#### STORED DATA

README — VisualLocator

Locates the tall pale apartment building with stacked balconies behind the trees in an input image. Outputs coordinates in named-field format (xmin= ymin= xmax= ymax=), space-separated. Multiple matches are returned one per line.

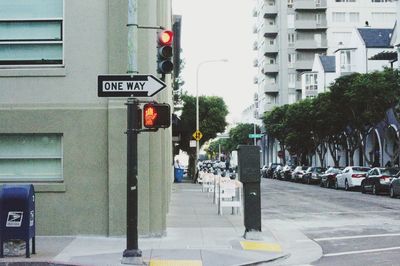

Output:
xmin=253 ymin=0 xmax=396 ymax=115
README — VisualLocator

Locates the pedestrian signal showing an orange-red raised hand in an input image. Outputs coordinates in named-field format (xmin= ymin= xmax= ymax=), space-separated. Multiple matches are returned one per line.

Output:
xmin=143 ymin=103 xmax=171 ymax=128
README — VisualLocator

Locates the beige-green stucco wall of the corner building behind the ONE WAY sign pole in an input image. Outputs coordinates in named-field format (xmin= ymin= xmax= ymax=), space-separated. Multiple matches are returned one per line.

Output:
xmin=0 ymin=0 xmax=172 ymax=236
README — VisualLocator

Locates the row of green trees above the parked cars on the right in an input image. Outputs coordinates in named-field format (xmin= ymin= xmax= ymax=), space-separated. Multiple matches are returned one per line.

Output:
xmin=263 ymin=69 xmax=400 ymax=165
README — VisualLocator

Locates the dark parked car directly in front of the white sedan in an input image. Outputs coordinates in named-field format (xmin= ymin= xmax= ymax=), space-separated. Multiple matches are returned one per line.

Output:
xmin=361 ymin=167 xmax=400 ymax=195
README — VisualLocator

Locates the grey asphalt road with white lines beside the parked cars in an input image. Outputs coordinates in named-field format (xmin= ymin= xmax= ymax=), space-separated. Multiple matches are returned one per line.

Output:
xmin=261 ymin=179 xmax=400 ymax=266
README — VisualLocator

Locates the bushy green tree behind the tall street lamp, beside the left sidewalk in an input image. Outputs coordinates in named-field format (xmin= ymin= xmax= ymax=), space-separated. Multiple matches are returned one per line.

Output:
xmin=178 ymin=94 xmax=228 ymax=176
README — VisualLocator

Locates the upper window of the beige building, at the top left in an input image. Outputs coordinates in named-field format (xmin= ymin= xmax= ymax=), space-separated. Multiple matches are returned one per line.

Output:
xmin=0 ymin=0 xmax=64 ymax=65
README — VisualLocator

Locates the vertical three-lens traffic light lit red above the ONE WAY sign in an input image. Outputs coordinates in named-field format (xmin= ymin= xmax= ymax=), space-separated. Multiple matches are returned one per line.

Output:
xmin=157 ymin=30 xmax=174 ymax=74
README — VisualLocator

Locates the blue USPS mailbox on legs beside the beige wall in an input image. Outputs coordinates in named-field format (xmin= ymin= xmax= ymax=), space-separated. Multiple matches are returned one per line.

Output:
xmin=0 ymin=185 xmax=35 ymax=258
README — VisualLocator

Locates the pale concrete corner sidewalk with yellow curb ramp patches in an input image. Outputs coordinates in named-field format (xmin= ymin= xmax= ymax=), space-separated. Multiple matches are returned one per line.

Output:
xmin=0 ymin=180 xmax=322 ymax=266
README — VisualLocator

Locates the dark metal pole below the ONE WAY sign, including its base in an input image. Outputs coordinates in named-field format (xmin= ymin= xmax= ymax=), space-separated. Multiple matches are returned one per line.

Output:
xmin=122 ymin=98 xmax=143 ymax=265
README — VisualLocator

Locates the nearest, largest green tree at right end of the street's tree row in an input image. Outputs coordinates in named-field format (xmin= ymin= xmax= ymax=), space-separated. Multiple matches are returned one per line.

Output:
xmin=331 ymin=69 xmax=399 ymax=165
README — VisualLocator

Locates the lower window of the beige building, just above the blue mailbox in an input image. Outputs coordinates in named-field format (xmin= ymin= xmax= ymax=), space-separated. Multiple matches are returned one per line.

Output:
xmin=0 ymin=134 xmax=63 ymax=182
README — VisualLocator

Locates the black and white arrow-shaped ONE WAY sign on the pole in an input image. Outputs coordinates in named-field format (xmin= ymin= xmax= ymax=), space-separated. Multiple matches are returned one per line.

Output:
xmin=97 ymin=75 xmax=166 ymax=97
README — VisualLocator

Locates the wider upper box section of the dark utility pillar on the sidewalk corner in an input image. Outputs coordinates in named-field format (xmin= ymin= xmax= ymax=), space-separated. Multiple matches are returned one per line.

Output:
xmin=237 ymin=145 xmax=261 ymax=183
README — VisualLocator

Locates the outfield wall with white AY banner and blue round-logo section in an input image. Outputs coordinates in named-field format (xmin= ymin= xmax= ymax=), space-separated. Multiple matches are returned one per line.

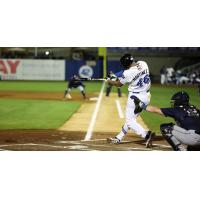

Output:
xmin=0 ymin=59 xmax=103 ymax=81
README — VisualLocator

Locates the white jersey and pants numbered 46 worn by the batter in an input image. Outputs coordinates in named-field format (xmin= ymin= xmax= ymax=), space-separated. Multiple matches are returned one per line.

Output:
xmin=116 ymin=61 xmax=151 ymax=140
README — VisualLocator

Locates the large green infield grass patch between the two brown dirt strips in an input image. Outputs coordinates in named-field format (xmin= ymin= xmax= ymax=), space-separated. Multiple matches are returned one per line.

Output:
xmin=0 ymin=99 xmax=81 ymax=129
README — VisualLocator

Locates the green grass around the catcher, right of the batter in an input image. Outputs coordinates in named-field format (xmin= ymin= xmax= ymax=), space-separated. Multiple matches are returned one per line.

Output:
xmin=141 ymin=85 xmax=200 ymax=133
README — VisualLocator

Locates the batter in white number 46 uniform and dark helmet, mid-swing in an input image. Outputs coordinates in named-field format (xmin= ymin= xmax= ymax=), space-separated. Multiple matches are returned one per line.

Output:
xmin=107 ymin=54 xmax=155 ymax=147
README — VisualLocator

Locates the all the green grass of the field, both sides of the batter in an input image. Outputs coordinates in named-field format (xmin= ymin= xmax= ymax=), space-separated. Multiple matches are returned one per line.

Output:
xmin=0 ymin=81 xmax=200 ymax=132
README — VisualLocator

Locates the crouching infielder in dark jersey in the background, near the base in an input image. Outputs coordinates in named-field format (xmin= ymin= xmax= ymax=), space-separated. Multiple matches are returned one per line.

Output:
xmin=64 ymin=75 xmax=86 ymax=99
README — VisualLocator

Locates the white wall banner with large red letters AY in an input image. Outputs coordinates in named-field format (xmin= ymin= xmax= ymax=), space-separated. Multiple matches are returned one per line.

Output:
xmin=0 ymin=59 xmax=65 ymax=80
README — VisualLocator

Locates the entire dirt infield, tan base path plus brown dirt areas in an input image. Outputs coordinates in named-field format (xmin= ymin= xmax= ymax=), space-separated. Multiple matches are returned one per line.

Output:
xmin=0 ymin=92 xmax=171 ymax=151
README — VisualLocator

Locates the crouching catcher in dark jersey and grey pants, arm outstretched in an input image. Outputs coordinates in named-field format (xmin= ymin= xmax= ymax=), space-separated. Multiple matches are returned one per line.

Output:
xmin=146 ymin=91 xmax=200 ymax=151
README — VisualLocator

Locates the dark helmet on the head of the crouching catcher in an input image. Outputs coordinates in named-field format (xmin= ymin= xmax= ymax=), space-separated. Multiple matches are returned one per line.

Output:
xmin=171 ymin=91 xmax=190 ymax=107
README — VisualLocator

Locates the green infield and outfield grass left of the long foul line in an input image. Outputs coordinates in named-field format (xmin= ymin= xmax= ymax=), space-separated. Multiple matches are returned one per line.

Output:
xmin=0 ymin=81 xmax=102 ymax=129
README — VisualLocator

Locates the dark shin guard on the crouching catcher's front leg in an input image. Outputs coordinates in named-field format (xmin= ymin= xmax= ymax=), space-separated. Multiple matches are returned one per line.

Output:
xmin=160 ymin=123 xmax=186 ymax=151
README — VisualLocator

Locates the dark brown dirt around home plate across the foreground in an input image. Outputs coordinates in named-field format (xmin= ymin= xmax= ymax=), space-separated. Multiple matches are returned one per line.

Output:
xmin=0 ymin=130 xmax=171 ymax=151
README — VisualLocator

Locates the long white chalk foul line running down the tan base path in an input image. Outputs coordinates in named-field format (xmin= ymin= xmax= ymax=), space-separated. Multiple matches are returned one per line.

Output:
xmin=84 ymin=81 xmax=105 ymax=141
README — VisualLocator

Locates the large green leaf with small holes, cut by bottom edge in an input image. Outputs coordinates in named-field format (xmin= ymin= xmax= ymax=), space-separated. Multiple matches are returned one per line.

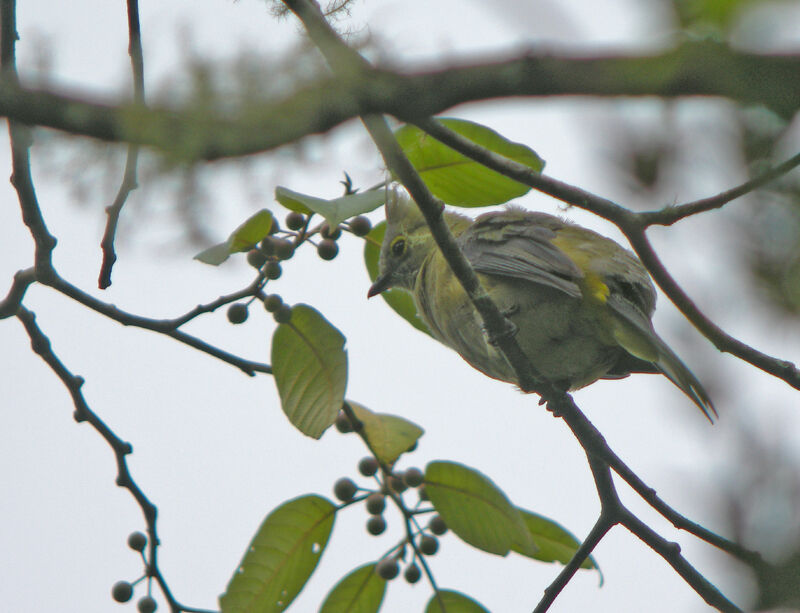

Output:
xmin=219 ymin=495 xmax=336 ymax=613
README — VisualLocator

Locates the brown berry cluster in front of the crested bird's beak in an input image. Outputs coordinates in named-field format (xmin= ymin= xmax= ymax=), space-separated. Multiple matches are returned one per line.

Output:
xmin=227 ymin=211 xmax=372 ymax=324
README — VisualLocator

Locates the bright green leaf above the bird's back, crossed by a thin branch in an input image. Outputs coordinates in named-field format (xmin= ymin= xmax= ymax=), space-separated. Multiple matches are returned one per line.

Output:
xmin=395 ymin=119 xmax=544 ymax=207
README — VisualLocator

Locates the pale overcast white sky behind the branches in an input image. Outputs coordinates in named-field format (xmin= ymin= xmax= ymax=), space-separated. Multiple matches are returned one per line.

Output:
xmin=0 ymin=0 xmax=800 ymax=613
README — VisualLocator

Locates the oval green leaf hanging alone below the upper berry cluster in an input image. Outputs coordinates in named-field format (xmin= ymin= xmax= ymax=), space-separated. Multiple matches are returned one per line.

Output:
xmin=272 ymin=304 xmax=347 ymax=438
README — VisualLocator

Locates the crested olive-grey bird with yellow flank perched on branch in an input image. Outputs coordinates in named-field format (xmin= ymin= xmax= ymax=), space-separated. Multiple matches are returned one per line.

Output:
xmin=368 ymin=191 xmax=716 ymax=420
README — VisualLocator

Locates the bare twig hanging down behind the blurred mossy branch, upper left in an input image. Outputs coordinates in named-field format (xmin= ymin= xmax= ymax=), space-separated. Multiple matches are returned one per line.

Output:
xmin=97 ymin=0 xmax=144 ymax=289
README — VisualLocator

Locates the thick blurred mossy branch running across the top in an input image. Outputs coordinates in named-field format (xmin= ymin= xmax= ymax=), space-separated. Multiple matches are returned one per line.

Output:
xmin=0 ymin=43 xmax=800 ymax=160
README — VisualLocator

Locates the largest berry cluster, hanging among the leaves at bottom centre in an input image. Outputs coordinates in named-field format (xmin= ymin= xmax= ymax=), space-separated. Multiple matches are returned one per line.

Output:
xmin=333 ymin=412 xmax=447 ymax=584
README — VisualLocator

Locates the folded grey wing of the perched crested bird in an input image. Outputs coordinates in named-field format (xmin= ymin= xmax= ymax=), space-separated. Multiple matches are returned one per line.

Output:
xmin=459 ymin=209 xmax=583 ymax=298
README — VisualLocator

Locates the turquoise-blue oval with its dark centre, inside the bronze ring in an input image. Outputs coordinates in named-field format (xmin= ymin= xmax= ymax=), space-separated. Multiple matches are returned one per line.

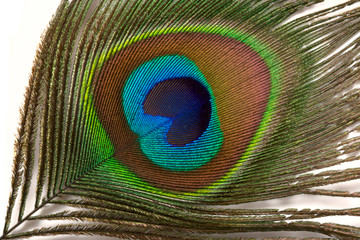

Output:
xmin=122 ymin=55 xmax=223 ymax=171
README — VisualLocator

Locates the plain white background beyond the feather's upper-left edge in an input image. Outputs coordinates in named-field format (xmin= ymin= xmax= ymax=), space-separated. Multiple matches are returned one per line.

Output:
xmin=0 ymin=0 xmax=354 ymax=235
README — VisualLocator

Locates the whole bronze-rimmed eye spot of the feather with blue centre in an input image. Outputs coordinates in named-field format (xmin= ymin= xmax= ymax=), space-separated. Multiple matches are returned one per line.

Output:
xmin=94 ymin=31 xmax=272 ymax=192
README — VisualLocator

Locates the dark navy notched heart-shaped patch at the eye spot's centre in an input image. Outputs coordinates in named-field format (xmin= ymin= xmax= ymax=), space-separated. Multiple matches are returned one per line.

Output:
xmin=143 ymin=78 xmax=211 ymax=146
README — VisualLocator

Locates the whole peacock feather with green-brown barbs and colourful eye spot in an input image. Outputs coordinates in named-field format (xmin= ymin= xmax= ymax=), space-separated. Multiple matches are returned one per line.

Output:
xmin=0 ymin=0 xmax=360 ymax=239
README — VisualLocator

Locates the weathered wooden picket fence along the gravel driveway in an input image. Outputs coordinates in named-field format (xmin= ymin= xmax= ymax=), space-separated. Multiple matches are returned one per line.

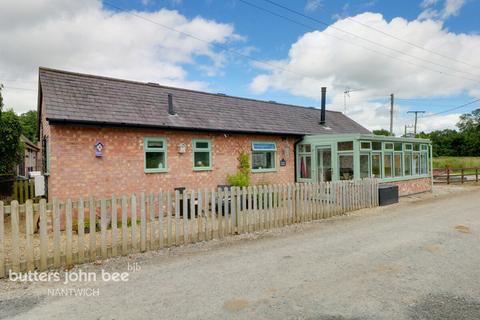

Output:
xmin=0 ymin=179 xmax=378 ymax=278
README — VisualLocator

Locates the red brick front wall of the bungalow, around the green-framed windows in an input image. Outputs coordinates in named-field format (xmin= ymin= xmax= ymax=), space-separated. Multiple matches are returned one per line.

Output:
xmin=48 ymin=125 xmax=296 ymax=200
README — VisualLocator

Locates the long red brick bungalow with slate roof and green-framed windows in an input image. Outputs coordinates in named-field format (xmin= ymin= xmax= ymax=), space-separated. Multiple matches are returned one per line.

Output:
xmin=38 ymin=68 xmax=429 ymax=200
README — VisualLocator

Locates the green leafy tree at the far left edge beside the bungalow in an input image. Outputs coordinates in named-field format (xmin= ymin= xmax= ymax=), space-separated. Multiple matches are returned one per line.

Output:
xmin=0 ymin=87 xmax=23 ymax=174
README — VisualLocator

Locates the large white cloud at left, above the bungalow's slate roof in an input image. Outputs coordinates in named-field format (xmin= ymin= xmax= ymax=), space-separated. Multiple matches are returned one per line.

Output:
xmin=0 ymin=0 xmax=243 ymax=112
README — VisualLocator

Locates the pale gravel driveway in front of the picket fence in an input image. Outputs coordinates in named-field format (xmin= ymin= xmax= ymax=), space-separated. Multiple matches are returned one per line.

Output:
xmin=0 ymin=187 xmax=480 ymax=320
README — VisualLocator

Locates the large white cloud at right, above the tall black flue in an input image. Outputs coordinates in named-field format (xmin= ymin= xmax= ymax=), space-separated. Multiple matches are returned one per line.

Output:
xmin=251 ymin=13 xmax=480 ymax=133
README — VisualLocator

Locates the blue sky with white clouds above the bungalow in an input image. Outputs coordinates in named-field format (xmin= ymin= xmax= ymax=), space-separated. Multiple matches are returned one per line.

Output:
xmin=0 ymin=0 xmax=480 ymax=135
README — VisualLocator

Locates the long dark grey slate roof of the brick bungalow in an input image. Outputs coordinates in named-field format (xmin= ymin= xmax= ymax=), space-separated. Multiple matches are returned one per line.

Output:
xmin=39 ymin=68 xmax=370 ymax=135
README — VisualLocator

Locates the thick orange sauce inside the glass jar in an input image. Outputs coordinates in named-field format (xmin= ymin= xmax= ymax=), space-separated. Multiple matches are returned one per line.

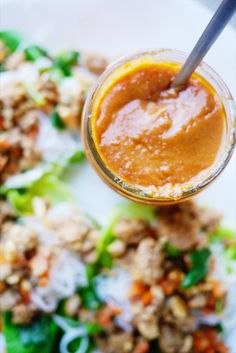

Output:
xmin=92 ymin=63 xmax=226 ymax=192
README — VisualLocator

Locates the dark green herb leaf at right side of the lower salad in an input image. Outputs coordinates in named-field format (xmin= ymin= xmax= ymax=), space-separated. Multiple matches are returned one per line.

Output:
xmin=182 ymin=249 xmax=211 ymax=288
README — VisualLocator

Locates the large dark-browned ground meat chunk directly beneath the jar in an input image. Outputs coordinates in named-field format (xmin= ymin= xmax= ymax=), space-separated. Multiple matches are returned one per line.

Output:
xmin=158 ymin=201 xmax=200 ymax=250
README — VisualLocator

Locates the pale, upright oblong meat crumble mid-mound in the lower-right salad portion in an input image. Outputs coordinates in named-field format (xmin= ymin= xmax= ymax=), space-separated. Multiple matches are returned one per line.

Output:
xmin=133 ymin=238 xmax=164 ymax=285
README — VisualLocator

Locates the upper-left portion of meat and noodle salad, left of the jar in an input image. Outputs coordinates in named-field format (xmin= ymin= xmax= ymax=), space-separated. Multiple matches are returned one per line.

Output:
xmin=0 ymin=31 xmax=107 ymax=183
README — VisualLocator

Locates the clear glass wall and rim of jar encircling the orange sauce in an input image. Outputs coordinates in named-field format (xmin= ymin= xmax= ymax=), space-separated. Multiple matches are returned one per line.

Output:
xmin=81 ymin=49 xmax=236 ymax=205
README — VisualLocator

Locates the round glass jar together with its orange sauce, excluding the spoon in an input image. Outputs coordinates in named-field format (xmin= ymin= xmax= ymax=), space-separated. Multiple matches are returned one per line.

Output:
xmin=82 ymin=49 xmax=236 ymax=205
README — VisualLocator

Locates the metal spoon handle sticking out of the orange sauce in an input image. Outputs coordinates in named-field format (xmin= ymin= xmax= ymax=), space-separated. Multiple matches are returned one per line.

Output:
xmin=170 ymin=0 xmax=236 ymax=88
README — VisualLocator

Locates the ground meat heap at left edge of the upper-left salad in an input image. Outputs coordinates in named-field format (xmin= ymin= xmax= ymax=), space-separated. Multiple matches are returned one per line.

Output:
xmin=0 ymin=81 xmax=41 ymax=183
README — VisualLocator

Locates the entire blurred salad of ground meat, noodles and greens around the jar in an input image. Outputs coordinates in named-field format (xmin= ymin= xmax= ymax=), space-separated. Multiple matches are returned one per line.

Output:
xmin=0 ymin=31 xmax=236 ymax=353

########

Read through the entries and copy every line that includes "windows".

Locates the red brick front wall of the bungalow, around the green-framed windows in an input image. Outputs coordinates in named-field format (xmin= ymin= xmax= ymax=), space-separated. Multiple matches are returned one per line.
Locates the long red brick bungalow with slate roof and green-framed windows in an input image. Outputs coordinates in named-field format (xmin= ymin= xmax= ymax=), space-separated. Multiple matches are returned one per line.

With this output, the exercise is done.